[Task input]:
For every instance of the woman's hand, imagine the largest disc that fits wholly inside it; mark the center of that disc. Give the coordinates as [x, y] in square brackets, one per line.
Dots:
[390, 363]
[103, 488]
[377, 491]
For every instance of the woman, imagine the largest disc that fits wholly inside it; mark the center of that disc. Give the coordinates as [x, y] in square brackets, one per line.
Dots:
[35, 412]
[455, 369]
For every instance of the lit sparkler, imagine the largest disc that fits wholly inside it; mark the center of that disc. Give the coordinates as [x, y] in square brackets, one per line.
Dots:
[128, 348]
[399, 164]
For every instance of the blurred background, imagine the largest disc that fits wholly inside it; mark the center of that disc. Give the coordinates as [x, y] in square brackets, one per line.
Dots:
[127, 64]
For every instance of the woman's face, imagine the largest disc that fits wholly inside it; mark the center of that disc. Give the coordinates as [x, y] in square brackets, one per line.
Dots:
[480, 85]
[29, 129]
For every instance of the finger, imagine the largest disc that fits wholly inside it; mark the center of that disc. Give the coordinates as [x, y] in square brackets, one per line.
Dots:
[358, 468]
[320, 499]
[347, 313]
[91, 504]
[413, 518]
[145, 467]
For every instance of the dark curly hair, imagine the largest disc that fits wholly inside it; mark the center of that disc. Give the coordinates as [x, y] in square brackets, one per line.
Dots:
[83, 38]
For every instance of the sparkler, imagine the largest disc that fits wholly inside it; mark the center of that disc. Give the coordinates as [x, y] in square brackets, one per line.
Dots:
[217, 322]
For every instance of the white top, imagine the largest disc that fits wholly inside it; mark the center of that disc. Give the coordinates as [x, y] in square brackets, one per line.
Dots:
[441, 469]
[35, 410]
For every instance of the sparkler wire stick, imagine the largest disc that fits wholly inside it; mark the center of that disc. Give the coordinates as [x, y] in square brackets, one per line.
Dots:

[Your instructions]:
Please work out the number of lines in the listing that hold "sparkler". Nothing besides the number is wanted.

[Reply]:
3